__WHAT THE TASK REQUIRES__
Express the data as a two-column CSV with the header row text,points. Cover only the part from the line containing "Each instance receives one keypoint. Mark the hillside" through the end of the data. Put each text in the first quoted field and the coordinates that follow it in the second, replacing any line breaks with spaces.

__SUPPLIED MATERIAL__
******
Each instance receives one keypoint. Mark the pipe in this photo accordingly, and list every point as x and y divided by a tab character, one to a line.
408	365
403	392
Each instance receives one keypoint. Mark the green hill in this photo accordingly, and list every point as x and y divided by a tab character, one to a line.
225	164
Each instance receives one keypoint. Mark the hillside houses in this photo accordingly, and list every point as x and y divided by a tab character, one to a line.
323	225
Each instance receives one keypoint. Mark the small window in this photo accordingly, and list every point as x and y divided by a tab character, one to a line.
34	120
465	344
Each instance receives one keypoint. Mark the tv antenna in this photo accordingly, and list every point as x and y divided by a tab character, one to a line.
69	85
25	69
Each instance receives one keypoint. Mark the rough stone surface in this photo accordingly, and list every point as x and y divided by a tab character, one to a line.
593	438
******
__REPLY TO THE EXERCISE__
text,points
"Each instance receives one keypoint. Mark the hillside houses in this photo accordingly, and list every point as x and y divided by a tab character, one to a line.","323	225"
"Each instance receives one keypoint. Mark the small window in this photo accordingly, and list every point as x and y divided by a tab character, one to a line.","34	120 465	344"
"Each instance receives one keypoint. Mark the tv antenna in this photo accordingly, and list every point as x and y divided by a tab character, one to a line.","69	85 25	69"
"Each instance receives one keypoint. Mark the rough stone surface in this photo accordingly, and list every point as x and y divided by a tab character, one to a line.","593	438"